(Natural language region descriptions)
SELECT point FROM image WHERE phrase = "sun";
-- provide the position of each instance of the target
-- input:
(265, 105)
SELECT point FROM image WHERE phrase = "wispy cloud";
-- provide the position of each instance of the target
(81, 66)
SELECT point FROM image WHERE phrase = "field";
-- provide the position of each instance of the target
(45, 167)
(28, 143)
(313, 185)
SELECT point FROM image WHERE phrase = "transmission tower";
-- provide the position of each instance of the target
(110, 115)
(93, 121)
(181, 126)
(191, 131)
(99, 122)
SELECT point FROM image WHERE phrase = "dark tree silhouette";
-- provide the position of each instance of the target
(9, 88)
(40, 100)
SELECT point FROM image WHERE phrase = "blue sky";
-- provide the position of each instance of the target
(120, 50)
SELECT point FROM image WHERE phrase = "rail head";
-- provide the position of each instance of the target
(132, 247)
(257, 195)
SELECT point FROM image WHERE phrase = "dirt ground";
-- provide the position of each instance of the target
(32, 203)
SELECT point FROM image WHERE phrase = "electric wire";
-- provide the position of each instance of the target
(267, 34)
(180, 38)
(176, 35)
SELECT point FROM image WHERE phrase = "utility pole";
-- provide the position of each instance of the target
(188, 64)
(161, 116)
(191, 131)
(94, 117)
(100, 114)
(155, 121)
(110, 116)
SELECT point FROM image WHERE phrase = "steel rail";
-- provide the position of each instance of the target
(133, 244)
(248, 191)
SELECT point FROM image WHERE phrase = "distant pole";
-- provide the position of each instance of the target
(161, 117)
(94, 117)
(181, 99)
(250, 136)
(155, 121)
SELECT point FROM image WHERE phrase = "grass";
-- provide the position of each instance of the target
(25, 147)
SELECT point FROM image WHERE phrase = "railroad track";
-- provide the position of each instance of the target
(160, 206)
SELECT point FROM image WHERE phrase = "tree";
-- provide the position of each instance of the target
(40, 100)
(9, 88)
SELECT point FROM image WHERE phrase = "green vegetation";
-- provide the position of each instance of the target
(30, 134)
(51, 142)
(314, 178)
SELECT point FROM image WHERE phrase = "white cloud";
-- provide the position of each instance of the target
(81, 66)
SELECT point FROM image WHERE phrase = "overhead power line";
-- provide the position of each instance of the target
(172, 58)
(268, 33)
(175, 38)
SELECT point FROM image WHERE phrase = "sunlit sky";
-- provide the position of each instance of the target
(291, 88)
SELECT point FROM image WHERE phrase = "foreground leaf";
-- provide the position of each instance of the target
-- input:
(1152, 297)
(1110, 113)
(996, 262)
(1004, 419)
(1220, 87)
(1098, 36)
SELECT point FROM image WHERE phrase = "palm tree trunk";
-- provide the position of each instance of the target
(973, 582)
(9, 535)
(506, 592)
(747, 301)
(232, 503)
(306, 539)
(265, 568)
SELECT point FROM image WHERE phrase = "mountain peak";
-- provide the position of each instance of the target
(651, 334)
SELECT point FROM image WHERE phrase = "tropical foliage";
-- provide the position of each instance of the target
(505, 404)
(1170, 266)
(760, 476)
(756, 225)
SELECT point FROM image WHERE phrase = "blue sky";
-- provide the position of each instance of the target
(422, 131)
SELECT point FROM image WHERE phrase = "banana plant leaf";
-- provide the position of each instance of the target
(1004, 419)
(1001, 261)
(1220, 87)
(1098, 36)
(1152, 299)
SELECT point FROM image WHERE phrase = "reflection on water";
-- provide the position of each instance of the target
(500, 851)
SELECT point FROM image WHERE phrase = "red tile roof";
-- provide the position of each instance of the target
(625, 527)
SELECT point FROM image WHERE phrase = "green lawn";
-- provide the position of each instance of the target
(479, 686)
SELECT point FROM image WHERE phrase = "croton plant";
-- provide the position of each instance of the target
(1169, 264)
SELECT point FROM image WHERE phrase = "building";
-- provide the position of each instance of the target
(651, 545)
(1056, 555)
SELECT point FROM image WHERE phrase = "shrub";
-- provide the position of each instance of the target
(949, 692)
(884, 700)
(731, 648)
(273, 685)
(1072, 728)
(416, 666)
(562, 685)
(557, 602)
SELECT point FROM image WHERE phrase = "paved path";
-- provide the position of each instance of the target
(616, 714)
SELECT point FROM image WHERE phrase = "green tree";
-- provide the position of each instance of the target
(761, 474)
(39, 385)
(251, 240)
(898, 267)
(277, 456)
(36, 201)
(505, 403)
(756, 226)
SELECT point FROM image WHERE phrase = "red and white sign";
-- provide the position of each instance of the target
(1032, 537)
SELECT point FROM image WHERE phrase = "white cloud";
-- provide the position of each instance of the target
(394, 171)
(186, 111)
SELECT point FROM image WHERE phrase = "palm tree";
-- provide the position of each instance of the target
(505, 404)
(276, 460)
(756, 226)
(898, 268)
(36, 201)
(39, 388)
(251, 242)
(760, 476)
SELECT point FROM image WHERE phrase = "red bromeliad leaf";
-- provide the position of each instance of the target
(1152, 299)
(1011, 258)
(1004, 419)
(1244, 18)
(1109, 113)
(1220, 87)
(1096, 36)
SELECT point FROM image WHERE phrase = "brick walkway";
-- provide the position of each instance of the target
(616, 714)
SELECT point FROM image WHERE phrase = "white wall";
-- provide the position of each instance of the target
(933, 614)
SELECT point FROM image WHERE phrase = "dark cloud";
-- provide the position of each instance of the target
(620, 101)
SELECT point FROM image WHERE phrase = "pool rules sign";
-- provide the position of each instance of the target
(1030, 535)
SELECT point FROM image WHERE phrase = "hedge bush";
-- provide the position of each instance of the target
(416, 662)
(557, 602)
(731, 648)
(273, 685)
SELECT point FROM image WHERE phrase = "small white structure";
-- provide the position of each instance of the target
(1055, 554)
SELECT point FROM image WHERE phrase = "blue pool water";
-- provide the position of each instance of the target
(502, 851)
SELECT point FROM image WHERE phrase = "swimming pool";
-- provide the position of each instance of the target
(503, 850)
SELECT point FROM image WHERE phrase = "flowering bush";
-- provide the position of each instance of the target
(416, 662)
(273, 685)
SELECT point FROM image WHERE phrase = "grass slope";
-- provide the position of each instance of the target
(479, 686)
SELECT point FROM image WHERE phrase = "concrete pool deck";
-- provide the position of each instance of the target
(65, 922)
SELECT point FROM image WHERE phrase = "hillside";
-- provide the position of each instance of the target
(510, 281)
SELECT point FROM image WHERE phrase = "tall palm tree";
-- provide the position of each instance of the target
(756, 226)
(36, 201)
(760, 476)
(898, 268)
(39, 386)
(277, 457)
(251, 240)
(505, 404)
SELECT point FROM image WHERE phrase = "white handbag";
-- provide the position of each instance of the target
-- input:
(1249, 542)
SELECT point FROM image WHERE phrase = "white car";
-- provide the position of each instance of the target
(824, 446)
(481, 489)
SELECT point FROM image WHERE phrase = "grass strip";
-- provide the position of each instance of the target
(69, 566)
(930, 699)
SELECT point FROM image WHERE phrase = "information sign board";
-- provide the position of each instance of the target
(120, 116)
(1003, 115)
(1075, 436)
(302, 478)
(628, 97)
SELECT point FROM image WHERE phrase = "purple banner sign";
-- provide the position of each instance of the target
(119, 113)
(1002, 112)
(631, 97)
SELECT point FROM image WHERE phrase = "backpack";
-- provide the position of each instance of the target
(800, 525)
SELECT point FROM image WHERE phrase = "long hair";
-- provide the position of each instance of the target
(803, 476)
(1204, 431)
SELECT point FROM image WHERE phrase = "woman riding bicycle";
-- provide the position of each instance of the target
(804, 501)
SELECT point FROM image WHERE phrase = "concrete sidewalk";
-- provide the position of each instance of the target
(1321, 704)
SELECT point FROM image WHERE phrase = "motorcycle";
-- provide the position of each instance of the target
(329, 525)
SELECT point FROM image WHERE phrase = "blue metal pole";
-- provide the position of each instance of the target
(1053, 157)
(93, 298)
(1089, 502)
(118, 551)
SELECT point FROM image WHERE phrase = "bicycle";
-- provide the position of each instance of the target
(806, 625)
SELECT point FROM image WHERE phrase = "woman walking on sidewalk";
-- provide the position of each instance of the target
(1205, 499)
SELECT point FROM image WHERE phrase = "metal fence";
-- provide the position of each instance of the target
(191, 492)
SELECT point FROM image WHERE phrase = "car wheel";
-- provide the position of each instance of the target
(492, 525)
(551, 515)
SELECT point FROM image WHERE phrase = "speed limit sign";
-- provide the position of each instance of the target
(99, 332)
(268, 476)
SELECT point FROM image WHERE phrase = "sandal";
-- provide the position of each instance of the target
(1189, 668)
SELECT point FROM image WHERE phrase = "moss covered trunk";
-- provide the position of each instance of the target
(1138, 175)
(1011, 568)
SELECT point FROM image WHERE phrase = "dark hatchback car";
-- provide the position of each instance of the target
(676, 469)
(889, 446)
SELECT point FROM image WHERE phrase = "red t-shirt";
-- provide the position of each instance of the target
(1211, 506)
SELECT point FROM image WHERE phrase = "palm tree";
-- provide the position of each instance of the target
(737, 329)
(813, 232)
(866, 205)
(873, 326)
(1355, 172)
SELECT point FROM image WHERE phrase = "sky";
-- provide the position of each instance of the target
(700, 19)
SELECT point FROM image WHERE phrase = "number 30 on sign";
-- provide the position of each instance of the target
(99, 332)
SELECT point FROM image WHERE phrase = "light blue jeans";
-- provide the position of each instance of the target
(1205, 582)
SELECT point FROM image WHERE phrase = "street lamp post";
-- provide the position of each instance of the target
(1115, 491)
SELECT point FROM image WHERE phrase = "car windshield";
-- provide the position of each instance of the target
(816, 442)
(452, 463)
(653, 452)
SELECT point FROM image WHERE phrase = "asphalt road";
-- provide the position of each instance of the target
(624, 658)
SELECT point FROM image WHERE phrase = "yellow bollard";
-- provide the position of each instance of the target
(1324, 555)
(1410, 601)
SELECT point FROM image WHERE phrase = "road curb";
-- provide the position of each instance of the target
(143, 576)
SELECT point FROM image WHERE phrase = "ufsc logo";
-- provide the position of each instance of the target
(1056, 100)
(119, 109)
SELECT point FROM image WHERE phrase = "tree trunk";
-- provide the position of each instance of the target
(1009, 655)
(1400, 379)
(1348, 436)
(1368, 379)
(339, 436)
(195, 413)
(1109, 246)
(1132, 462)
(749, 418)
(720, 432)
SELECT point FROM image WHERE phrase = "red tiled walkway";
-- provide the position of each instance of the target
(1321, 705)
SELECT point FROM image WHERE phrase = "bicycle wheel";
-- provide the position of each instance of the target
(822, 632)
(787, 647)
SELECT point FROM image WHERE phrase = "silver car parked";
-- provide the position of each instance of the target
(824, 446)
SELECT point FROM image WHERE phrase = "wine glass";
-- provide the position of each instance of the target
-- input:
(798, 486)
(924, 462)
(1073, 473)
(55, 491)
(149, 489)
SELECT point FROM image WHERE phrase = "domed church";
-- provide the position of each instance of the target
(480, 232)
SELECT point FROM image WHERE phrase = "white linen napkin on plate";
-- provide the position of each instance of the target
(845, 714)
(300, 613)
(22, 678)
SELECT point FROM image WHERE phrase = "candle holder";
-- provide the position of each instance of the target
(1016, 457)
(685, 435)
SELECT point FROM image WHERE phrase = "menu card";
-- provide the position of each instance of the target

> **To do**
Working from the entries above, find every line in which the word "walkway" occurs and copy it.

> **Output below**
SELECT point FROM image WHERE phrase = "brick walkway";
SELECT point FROM image WHERE phrase = "red tiled walkway";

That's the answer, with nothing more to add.